Exercise aim ▸ Below are the entries; give again exactly the lines from the one mentioning "Target: dead grass clump" through the one mentioning "(format x=9, y=88)", inclusive.

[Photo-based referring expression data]
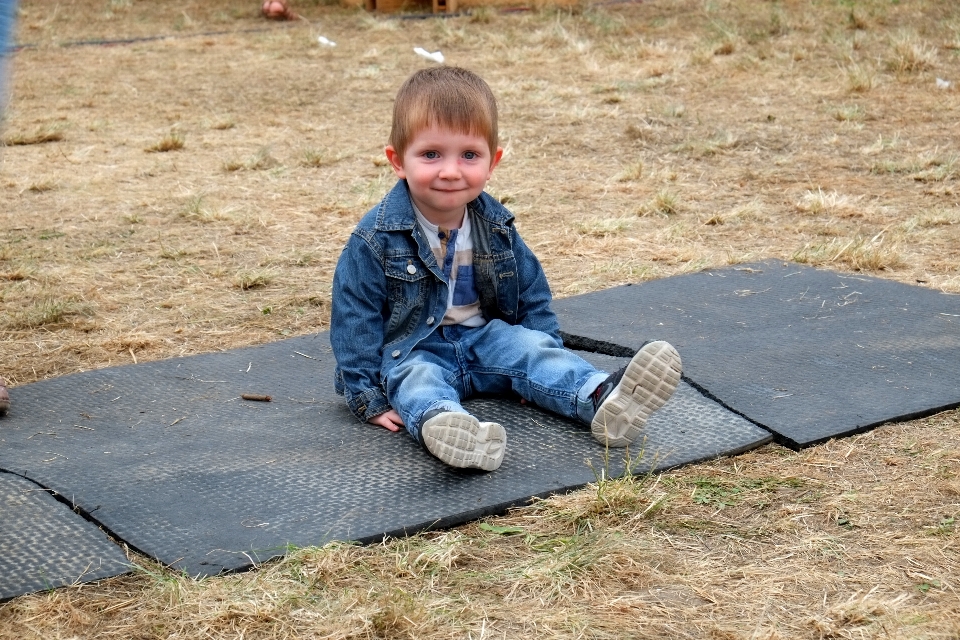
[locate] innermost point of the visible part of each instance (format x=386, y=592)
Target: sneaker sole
x=460, y=440
x=650, y=379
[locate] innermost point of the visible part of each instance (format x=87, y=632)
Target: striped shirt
x=453, y=249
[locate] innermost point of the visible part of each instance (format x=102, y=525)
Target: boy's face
x=444, y=170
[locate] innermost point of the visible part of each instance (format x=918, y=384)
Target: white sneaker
x=460, y=440
x=627, y=398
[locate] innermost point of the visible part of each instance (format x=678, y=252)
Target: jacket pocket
x=408, y=285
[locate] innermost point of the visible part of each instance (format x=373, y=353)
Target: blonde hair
x=449, y=97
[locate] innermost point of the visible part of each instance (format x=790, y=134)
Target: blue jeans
x=455, y=362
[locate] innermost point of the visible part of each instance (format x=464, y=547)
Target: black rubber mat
x=43, y=544
x=169, y=458
x=810, y=354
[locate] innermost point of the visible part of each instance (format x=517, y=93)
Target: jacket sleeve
x=533, y=307
x=357, y=328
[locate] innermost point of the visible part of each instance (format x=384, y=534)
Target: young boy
x=436, y=297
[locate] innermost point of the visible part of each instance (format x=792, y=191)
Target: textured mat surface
x=810, y=354
x=170, y=460
x=43, y=544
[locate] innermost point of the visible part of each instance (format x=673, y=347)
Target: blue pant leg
x=428, y=378
x=501, y=357
x=8, y=12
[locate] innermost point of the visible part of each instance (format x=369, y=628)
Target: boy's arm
x=357, y=328
x=533, y=308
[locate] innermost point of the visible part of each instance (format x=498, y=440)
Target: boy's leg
x=502, y=357
x=616, y=406
x=425, y=390
x=626, y=399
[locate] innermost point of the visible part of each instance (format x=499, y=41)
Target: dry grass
x=642, y=141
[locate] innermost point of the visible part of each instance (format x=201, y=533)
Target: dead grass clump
x=41, y=135
x=172, y=141
x=44, y=312
x=831, y=203
x=860, y=254
x=860, y=78
x=850, y=113
x=631, y=172
x=604, y=227
x=910, y=54
x=665, y=203
x=260, y=161
x=41, y=186
x=936, y=168
x=254, y=279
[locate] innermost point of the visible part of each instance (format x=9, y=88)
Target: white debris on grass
x=436, y=56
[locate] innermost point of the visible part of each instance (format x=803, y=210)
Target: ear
x=495, y=161
x=396, y=161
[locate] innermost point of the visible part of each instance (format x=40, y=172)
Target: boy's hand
x=390, y=420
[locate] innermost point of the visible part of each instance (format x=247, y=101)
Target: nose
x=450, y=169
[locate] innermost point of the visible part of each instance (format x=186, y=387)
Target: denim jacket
x=389, y=293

Task response ▸
Target: dead grass clump
x=41, y=135
x=172, y=141
x=44, y=312
x=831, y=203
x=860, y=254
x=860, y=78
x=850, y=113
x=631, y=172
x=604, y=227
x=910, y=54
x=665, y=203
x=260, y=161
x=41, y=186
x=936, y=168
x=254, y=279
[locate] innermost point of the visible part of each instance (format x=9, y=88)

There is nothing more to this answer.